Material shown:
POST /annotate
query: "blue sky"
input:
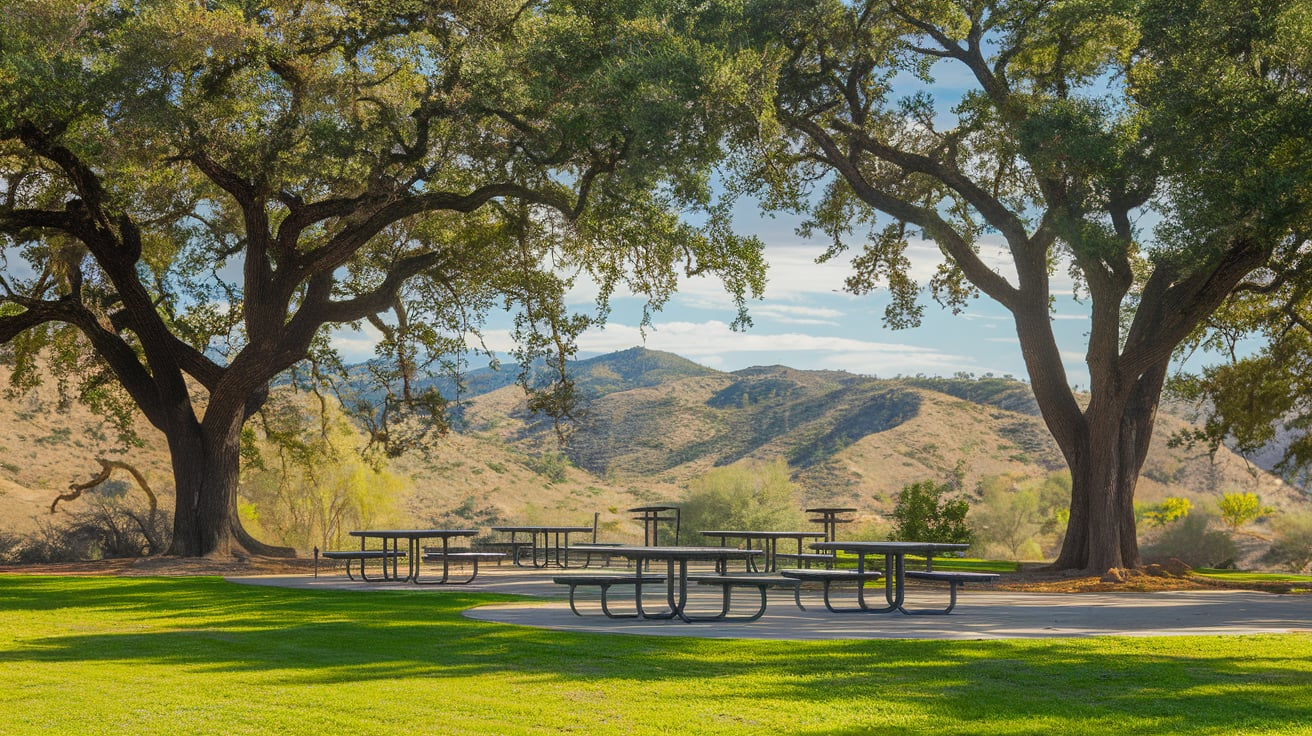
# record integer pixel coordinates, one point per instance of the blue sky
(806, 320)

Goal of the exercise: Return exactly the lines in the records above, beginning with the one that holds "# record integer" and ending with the last.

Output of the exercise:
# record integer pixel coordinates, one point per instance of the blue sky
(806, 320)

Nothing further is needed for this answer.